_Task instructions_
- A) According to the OpenFX preset plugin page, in which folder must the PFX and DLL files be placed?
- B) Print the OpenFX preset plugin page from "The Animation module" up to and including "plugins for OpenFX.".
- C) Carry on the OpenFX preset plugin page from the point where it stops.

_Text provided_
★ ★ ★ ★

Preset

The Animation module offers developers the potential to augment the New from Template command by adding to the preset templates provided with OpenFX for creating standard types of animations, or animations for special purposes (take a look at the Domino preset for an example of this). From the developer's point of view this is done using the same approach as all the other plugins for OpenFX.

Building and Files

Each Animator template plugin is built as a Windows DLL, it will have one or more C or C++ language source file, one or more project specific header files, a Visual Studio project file, a resource file (.RC) and a file with filename extension .PFX. The project will build to a .DLL of the same name as the PFX file. The build files can have any location, but the PFX and DLL files must be placed in the "PRESETS" folder.

The plugin source files need to include two header files that are located in the "ANIMATE" folder. These are "astruct.h" and "dstruct.h" . These define the Animator's data structures and provide prototypes for the Animator's internal functions that can be used from within the template plugin, they also give access to the Animator's key data structures. The Animator's functions that the developer can use are not defined in a library, they are accessed through a pointer that is passed to the plugin at run time. However, they can be used in the plugin as if they were ordinary functions. There is no need to link any of the plugins with a special library.

In the case of an Actions plugin, the resource file (.RC) will usually contain a dialog box description to allow the user to set up the action. There is also a .DEF file that defines the functions to be exported for use by the "New From Template" command, this DEF file is common to all presets and indicates that the exported function is called "_ExternalPreset()".
When the user selects the "New From Template" command, OpenFX builds a selection box of templates on offer by adding to the list of internal templates any templates existing in the Presets folder. It does this by finding all the .PFX files in the Presets folder, and adding the text in them to the list. Thus, the .PFX files contain a short text string identifying the action of the preset. If the user selects an external preset then OpenFX finds the DLL with the same name as the chosen PFX file, loads it into memory, calls function _ExternalPreset() to configure the animation. _ExternalPreset() might do things like set the duration of the animation, ask the user to select one or more .MFX models to appear in the animation, arrange cameras and lighting etc. etc. Almost any action can be set up with a preset template. (This is in effect a form of animation scripting language - but one easily used by anyone who knows C or C++ programming.)

To get a feel for a plugin action we shall look at the 3DVIEW template, this template arranges for a user selected model to spin before the camera so that it can be seen from every angle. The resulting sequence of frames once rendered, can be used by one of the utilities to provide an interactive view of the object.

The build project file is also located in the "preset" folder (and all preset projects are part of the presets SLN file.

The build process will create a DLL file called 3dview.dll in the preset folder. As mentioned above the 3dview.pfx file contains the text that will appear in the New from Template command's selection box. In the case of our example the file contains the text: "Create-Spanning-View" so this is text that will appear in the selection. For this particular template there is a very simple user interface dialog that give information and asks the user to select the .MFX model to be viewed.

Building is done in Visual Studio If you want to start writing a new preset plugin then we suggest you copy the files from one of the existing ones to a new set (with the same filename extensions). Modify the .VCPROJ files using a simple text editor to reflect the name change and then add that to the preset solution. (or set up an individual solution to contain it.)

★ ★ ★ ★

(Rows from an object pointing dataset)
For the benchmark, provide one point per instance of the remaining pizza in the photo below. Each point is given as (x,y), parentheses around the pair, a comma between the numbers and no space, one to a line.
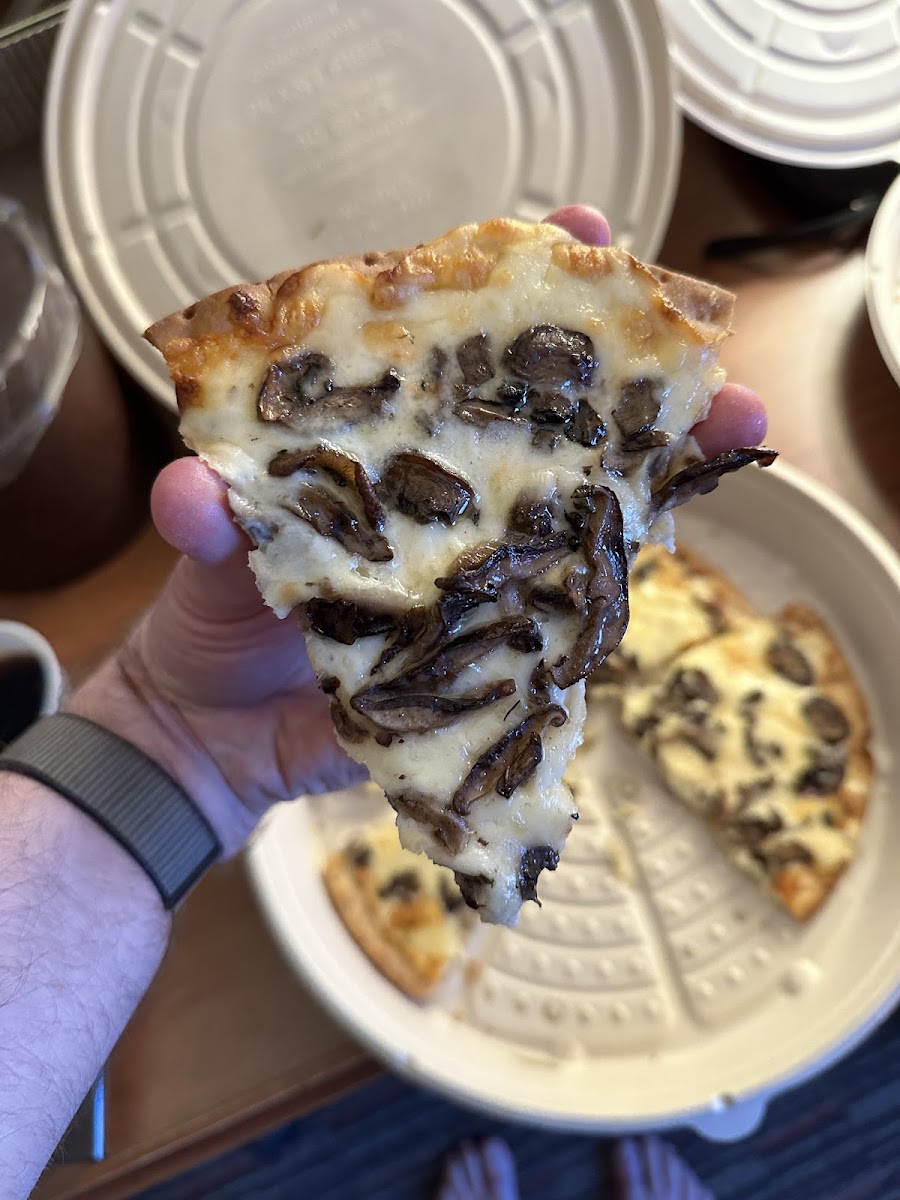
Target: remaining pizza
(406,913)
(763,732)
(447,457)
(676,600)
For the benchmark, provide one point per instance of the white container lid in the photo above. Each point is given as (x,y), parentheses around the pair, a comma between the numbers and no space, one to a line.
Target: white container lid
(810,82)
(191,145)
(882,279)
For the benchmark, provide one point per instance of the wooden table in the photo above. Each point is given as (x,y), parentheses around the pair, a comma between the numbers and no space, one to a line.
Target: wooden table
(227,1043)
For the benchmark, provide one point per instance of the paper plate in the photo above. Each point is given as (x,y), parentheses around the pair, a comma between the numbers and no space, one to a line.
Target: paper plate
(882,279)
(655,985)
(191,145)
(808,82)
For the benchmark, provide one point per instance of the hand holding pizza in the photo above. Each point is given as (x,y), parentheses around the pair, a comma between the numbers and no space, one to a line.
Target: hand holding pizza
(217,688)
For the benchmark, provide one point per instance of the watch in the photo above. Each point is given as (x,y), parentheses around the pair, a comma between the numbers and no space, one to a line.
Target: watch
(124,791)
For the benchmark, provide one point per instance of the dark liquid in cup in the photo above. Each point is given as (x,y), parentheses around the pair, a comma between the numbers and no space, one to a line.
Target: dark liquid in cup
(22,687)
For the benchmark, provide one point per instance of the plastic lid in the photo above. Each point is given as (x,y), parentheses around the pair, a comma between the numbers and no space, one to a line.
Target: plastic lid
(882,279)
(193,145)
(809,82)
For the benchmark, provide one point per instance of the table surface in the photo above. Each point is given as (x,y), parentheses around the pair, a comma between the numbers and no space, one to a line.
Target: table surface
(227,1043)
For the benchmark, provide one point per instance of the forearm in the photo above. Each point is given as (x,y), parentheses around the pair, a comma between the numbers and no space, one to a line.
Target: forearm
(82,933)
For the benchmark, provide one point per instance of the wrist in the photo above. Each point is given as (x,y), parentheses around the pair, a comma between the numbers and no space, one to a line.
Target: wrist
(120,697)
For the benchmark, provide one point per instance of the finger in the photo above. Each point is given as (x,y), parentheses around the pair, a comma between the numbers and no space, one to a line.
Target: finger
(582,222)
(190,508)
(737,418)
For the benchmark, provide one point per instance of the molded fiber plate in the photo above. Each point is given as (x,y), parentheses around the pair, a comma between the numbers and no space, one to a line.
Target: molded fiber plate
(655,985)
(191,145)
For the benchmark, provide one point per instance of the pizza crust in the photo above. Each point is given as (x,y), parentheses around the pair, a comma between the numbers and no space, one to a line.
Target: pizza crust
(705,749)
(271,315)
(355,912)
(307,389)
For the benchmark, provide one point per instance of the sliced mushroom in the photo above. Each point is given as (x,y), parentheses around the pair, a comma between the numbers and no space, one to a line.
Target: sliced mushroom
(551,599)
(533,862)
(409,712)
(827,719)
(551,407)
(448,828)
(513,395)
(539,685)
(789,661)
(355,402)
(748,793)
(637,408)
(546,437)
(346,621)
(475,360)
(646,439)
(359,855)
(449,660)
(688,685)
(532,517)
(435,376)
(288,383)
(331,517)
(424,490)
(475,889)
(250,517)
(753,831)
(509,762)
(485,570)
(606,592)
(703,477)
(342,468)
(586,426)
(450,895)
(345,725)
(823,775)
(550,354)
(481,413)
(402,887)
(786,853)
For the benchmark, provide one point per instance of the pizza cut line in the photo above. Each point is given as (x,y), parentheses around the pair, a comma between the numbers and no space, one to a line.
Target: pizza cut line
(447,459)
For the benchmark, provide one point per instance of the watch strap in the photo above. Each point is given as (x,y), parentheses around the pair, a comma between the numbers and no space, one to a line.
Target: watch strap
(124,791)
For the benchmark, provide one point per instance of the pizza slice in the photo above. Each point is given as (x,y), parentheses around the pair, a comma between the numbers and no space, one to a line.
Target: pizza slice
(676,600)
(406,915)
(445,459)
(763,732)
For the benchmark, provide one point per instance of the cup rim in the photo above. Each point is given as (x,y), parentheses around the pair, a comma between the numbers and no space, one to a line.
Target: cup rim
(37,645)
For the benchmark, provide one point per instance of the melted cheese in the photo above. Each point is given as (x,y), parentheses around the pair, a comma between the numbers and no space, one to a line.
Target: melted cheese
(423,927)
(737,666)
(529,281)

★ ★ ★ ★

_Answers for the tasks_
- A) The "PRESETS" folder.

- B)
The Animation module offers developers the potential to augment the New from Template command by adding to the preset templates provided with OpenFX for creating standard types of animations, or animations for special purposes (take a look at the Domino preset for an example of this). From the developer's point of view this is done using the same approach as all the other plugins for OpenFX.

- C)
This concludes all we have to say about building. Most of the other plugins in OpenFX follow a similar strategy.

The plugin-code

The plugin code follows the basic design of a Windows DLL . In this section we will examine the parts of the preset source file that are common to all presets. The most important items to be aware of are the name of the function called by OpenFX's Animation module to execute the effect called _ExternalPreset(...), the include files that define the OpenFX Animator's data structures "astruct.h" and the external function definition and global variable definition header file "dstruct.h" (Note: do not get the dstruct.h file use by the Animator and the dstruct.h file used by the Designer confused the first is located in the "animate" folder, the second in the "design" folder. The first is used by Animator plugins, the second by Designer plugins."

The OpenFX method of accessing global variables and main program functions (VERY IMPORTANT)

OpenFX uses a pointer mechanism for allowing the plugins to access functions in the main program and program global variables. Since all OpenFX plugins are DLLs that are loaded into the main application's address space, all global functions and variables can be accessed by any loaded DLL, it is only necessary to know where they reside in memory, OpenFX does this by providing a collection of C/C++ pointers. The plugin DLLs are NOT loaded when the main application starts (many of the built-in actions are also implemented as DLLs that ARE loaded when the program starts) they are loaded when required and unloaded when the user is finished using them..
In the case of plugins that are used in the Designer and Animator AND are needed by the Renderer (e.g. shaders) then the Renderer loads all the needed plugins when it reads the script file during initialisation. The Renderer unloads the plugins when it is finished with the script.

When the Animator requires an external action to be performed it calls the function _ExternalPreset(..), with two arguments:

Full details of the members of this structure are available in the code documentation. The global variables and functions referenced in this structure allow the developer to programmatically generate animations of any complexity and length. Some of the variables and function arguments refer to other OpenFX specific data types but definitions for these, as well as many useful constants are included in the "struct.h" file.

The Animator keeps only one copy of this structure, it is initialised at start-up and passed to the preset plugin. By using the members of this structure any plugin can access the functions used internally by the animator. This method is very simple and very flexible for extension and allowing plug-ins to access global data and functions in the calling programs.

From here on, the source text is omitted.